[Object outline annotations]
---

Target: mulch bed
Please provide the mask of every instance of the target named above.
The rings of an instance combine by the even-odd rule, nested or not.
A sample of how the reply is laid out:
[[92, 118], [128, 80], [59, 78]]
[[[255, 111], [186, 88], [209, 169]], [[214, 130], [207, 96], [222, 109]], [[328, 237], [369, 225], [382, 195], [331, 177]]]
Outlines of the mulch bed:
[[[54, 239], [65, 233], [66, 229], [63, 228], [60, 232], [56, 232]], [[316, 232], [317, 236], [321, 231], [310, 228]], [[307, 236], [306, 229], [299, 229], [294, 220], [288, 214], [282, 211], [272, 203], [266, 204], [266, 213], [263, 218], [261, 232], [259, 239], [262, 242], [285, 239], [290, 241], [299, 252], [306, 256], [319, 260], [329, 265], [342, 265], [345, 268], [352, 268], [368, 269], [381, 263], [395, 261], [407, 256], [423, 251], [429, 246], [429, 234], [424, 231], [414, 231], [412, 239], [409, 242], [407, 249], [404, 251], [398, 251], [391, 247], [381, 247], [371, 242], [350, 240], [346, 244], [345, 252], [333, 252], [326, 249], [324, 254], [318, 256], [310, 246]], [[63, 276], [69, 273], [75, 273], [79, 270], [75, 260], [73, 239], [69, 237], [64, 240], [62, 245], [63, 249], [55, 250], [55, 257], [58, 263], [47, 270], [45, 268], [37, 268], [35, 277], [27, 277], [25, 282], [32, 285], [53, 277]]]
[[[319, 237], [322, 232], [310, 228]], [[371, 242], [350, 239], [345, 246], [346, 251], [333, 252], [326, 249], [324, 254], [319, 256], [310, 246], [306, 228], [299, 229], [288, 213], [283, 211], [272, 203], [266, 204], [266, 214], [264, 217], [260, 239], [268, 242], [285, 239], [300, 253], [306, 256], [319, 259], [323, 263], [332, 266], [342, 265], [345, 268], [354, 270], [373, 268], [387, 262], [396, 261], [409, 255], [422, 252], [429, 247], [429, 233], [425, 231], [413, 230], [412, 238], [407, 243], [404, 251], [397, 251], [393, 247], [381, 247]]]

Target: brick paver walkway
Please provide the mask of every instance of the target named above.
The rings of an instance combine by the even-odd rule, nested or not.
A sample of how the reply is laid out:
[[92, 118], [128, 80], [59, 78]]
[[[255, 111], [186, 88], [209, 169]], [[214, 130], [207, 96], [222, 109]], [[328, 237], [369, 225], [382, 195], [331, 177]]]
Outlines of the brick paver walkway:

---

■ Task objective
Arrange everything from the line containing "Target: brick paver walkway" down to the end of the listing as a JSON list of strings, one string per line, leaving out blank lines.

■ Full solution
[
  "Target: brick paver walkway",
  "Please provide the mask of every instance of the target named above.",
  "The rings of an instance combine by the even-odd rule, nested or not.",
  "A sample of how the reply is laid out:",
  "[[92, 118], [128, 80], [59, 78]]",
  "[[[255, 111], [186, 88], [209, 169]], [[214, 130], [207, 96], [222, 109]], [[328, 237], [369, 225], [382, 195], [331, 177]]]",
  "Outlines of the brick paver walkway:"
]